Task prompt
Return word for word the lines of the data below, from the line with "Where can the roof of" through the final line of the data.

Object position labeling entries
— START —

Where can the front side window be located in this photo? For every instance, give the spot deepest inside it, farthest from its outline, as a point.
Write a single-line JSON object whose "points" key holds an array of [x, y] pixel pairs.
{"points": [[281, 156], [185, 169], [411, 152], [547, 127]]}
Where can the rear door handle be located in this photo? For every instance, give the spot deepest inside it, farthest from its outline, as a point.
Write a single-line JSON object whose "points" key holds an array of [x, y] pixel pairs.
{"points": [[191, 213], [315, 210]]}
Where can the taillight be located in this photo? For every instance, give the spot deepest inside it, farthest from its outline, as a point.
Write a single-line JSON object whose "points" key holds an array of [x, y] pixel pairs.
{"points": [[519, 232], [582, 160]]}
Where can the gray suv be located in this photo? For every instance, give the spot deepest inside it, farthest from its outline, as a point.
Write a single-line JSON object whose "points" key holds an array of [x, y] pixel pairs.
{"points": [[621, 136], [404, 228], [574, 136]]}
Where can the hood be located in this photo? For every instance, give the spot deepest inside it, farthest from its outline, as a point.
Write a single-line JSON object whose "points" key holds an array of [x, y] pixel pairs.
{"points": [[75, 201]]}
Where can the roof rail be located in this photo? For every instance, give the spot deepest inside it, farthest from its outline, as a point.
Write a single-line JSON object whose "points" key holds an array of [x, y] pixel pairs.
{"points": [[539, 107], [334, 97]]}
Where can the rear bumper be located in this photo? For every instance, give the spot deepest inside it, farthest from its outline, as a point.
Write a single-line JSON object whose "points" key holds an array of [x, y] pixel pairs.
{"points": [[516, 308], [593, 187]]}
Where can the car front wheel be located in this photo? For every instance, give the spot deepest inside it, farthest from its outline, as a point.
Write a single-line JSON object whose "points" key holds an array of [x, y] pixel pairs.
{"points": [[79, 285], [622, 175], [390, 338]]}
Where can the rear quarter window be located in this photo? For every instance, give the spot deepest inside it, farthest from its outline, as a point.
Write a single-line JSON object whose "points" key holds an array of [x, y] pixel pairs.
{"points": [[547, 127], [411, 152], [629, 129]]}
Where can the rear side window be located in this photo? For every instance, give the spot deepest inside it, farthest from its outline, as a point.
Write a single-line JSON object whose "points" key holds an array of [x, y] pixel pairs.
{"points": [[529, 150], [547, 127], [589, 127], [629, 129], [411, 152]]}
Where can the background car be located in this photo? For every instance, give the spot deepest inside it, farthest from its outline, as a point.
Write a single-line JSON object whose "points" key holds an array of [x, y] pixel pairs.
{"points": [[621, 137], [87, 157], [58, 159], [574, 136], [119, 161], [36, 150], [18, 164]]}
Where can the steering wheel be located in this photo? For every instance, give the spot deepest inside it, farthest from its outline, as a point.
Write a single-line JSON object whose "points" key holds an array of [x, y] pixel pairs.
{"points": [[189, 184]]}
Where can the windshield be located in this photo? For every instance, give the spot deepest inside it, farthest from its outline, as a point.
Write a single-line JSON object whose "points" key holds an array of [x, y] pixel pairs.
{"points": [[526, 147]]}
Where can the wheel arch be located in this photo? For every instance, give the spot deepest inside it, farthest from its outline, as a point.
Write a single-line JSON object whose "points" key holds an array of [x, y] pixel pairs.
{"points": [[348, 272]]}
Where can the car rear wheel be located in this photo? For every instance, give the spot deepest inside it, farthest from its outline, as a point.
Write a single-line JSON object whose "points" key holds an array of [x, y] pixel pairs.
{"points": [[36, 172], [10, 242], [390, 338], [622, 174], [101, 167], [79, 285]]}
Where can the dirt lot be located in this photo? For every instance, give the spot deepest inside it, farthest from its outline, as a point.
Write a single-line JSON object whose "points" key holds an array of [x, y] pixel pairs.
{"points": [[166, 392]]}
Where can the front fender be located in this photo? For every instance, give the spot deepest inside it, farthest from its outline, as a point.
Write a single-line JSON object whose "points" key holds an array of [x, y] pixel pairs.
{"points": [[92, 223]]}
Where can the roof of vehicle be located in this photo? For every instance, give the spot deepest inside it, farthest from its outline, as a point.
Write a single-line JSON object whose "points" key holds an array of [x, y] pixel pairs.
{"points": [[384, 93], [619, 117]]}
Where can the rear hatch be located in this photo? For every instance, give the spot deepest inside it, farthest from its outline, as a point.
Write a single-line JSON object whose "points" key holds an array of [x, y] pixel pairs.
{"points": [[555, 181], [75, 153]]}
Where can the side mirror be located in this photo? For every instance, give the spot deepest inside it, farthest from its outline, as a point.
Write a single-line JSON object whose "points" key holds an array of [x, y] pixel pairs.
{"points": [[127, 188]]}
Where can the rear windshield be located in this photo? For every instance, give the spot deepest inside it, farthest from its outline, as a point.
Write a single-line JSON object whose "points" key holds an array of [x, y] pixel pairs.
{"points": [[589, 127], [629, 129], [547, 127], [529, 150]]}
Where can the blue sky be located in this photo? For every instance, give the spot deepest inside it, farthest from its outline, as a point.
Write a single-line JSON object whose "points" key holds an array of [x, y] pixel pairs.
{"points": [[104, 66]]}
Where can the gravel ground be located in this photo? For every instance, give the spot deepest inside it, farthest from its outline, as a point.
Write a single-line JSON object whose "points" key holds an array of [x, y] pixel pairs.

— END —

Result
Where can the roof of vehicle be located in this photo? For every instance, give the spot deepest inside it, farthest from its outline, as a point.
Write a single-line JSON object whose "points" key holds an array of [x, y] pixel pairs.
{"points": [[384, 93], [619, 117]]}
Where can the rear hatch be located in this photo? For every instance, give the spot deepest inside it, farthest from its outline, as a point.
Write a single-line JSON object whose "points" key holds an array of [x, y] pixel pairs.
{"points": [[555, 181], [75, 153]]}
Where can the side mirror be located in this photo? For every instance, give the spot deepest inside it, farthest from its outline, as a point.
Write a single-line JSON object whose "points" key holds an array of [x, y] pixel pairs.
{"points": [[127, 188]]}
Where can the rear windshield be located in this photo? For every instance, give the spot deepest inside it, farthest from its outline, as a point.
Write a single-line JSON object whose "points" key holds an array of [x, y] pixel pairs.
{"points": [[589, 127], [629, 129], [547, 127], [529, 150]]}
Where can the blue sky be located in this photo? For every instance, give the spot deepest inside it, farthest from its outline, as a point.
Write a single-line JSON object whose "points" key holds an array of [x, y] pixel pairs.
{"points": [[104, 66]]}
Where can the gravel ground be located in this photo? For every instance, give the spot deepest inside it, farthest from its outline, as a point.
Write a single-line JSON object whose "points" key holds an array of [x, y] pixel pairs.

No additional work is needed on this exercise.